Problem to work on :: Whatever the records contain, reproduce all of them exactly.

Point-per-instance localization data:
····················
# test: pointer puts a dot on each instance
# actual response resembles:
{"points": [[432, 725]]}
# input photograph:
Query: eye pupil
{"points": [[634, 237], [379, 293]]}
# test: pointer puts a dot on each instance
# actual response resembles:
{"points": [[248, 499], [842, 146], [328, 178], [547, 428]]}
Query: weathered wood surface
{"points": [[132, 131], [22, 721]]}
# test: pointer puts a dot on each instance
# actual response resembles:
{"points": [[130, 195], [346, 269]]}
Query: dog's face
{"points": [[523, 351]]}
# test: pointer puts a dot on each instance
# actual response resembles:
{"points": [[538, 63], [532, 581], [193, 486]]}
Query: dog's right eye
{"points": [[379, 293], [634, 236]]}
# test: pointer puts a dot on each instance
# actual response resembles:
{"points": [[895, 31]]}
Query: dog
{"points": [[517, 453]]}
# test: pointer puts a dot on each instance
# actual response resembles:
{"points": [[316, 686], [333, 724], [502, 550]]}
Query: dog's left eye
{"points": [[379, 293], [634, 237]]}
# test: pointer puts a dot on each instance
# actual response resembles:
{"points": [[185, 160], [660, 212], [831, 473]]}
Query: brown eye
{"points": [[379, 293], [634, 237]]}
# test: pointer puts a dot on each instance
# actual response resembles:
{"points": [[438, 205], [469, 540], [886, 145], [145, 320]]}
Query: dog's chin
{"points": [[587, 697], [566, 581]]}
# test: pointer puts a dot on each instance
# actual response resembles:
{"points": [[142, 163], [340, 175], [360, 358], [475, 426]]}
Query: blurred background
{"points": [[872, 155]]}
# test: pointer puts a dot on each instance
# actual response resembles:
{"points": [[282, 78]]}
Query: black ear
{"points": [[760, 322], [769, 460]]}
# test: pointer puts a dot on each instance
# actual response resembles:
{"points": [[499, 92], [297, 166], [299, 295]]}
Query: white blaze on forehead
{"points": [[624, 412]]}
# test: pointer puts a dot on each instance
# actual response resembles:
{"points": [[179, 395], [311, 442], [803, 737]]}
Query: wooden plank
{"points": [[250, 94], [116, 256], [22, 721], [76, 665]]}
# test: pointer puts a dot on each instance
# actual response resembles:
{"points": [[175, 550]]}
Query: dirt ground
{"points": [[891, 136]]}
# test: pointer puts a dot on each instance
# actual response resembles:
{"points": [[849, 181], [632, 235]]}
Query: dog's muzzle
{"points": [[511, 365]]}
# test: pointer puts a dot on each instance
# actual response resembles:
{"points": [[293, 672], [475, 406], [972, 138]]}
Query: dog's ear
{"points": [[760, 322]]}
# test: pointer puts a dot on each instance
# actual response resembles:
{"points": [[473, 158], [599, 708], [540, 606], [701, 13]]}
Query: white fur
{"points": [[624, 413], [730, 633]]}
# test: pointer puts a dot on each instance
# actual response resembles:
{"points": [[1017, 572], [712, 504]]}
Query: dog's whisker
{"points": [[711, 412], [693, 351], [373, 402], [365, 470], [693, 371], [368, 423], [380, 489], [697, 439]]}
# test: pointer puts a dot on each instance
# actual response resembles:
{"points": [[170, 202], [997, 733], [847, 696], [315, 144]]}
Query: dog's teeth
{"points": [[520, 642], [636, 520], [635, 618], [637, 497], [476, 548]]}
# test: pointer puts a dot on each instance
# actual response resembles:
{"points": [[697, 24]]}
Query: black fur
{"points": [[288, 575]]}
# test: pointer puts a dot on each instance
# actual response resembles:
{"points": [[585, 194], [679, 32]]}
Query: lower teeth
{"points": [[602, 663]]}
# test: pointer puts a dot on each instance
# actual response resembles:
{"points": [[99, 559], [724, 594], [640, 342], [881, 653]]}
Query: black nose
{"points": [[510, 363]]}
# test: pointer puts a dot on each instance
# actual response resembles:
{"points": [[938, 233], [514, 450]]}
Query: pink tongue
····················
Exercise output ::
# test: pointer puts a dot on each instance
# actual response resembles:
{"points": [[432, 725]]}
# input photograph:
Query: eye pupil
{"points": [[634, 237], [379, 293]]}
# test: pointer puts a dot on each instance
# actual response resembles:
{"points": [[248, 499], [842, 146], [328, 178], [547, 428]]}
Query: weathered wood surface
{"points": [[132, 131], [22, 721]]}
# test: pointer puts a dot on each instance
# actual response resembles:
{"points": [[130, 195], [346, 269]]}
Query: dog's face
{"points": [[523, 351]]}
# test: pointer puts a dot on each instance
# actual response resembles:
{"points": [[538, 63], [532, 581], [193, 486]]}
Query: dog's right eye
{"points": [[379, 293], [634, 236]]}
# test: pointer puts a dot on each instance
# actual response resembles:
{"points": [[895, 31]]}
Query: dog
{"points": [[517, 453]]}
# test: pointer puts a dot on each instance
# actual response resembles:
{"points": [[316, 686], [333, 724], [502, 550]]}
Query: dog's left eye
{"points": [[379, 293], [634, 237]]}
# test: pointer puts a dot on each instance
# actual response resembles:
{"points": [[185, 160], [660, 212], [831, 473]]}
Query: brown eye
{"points": [[379, 293], [634, 237]]}
# test: pointer puts a dot on each instance
# actual response resembles:
{"points": [[438, 205], [469, 540], [886, 145], [145, 320]]}
Query: dog's chin
{"points": [[587, 697], [566, 581]]}
# test: pointer puts a dot on each instance
# actual response resembles:
{"points": [[142, 163], [340, 175], [360, 358], [475, 426]]}
Query: blurred background
{"points": [[872, 155]]}
# test: pointer puts a dot on each instance
# actual response resembles:
{"points": [[282, 78]]}
Query: black ear
{"points": [[760, 322], [769, 460]]}
# test: pointer puts a dot on each instance
# actual response resembles:
{"points": [[499, 92], [297, 166], [299, 295]]}
Query: white blaze on forehead
{"points": [[624, 412]]}
# test: pointer puts a dot on each instance
# actual response resembles:
{"points": [[179, 395], [311, 442], [803, 737]]}
Query: wooden plank
{"points": [[250, 94], [116, 256], [22, 721], [76, 665]]}
# test: pointer puts a dot on each instance
# actual response resembles:
{"points": [[175, 550]]}
Query: dirt ground
{"points": [[891, 136]]}
# test: pointer puts a dot on each instance
# actual response resembles:
{"points": [[849, 181], [632, 235]]}
Query: dog's muzzle
{"points": [[511, 365]]}
# test: pointer puts a dot on each instance
# actual response resembles:
{"points": [[293, 672], [475, 406], [972, 138]]}
Query: dog's ear
{"points": [[760, 322]]}
# test: pointer puts a dot on each instance
# actual response resembles:
{"points": [[473, 158], [599, 708], [540, 606], [701, 13]]}
Query: white fur
{"points": [[624, 413], [730, 633]]}
# test: pointer puts a dot on each instance
# actual response resembles:
{"points": [[1017, 572], [712, 504]]}
Query: dog's whisker
{"points": [[711, 412], [693, 351], [373, 402], [365, 470], [693, 371], [368, 423], [380, 489], [697, 439]]}
# test: pointer puts a dot on each instance
# actual response resembles:
{"points": [[170, 202], [997, 733], [847, 696], [315, 144]]}
Query: dog's teeth
{"points": [[520, 642], [636, 520], [635, 618], [637, 497], [476, 548]]}
# test: pointer puts a dot on each instance
# actual response resembles:
{"points": [[697, 24]]}
Query: black fur
{"points": [[288, 575]]}
# test: pointer puts a dot on each instance
# actual response resembles:
{"points": [[585, 194], [679, 32]]}
Query: lower teeth
{"points": [[602, 663]]}
# test: pointer puts a dot on each instance
# actual response resembles:
{"points": [[99, 559], [724, 594], [640, 342], [881, 653]]}
Query: black nose
{"points": [[510, 363]]}
# test: pointer puts a dot on each instance
# actual response resembles:
{"points": [[938, 233], [514, 450]]}
Query: pink tongue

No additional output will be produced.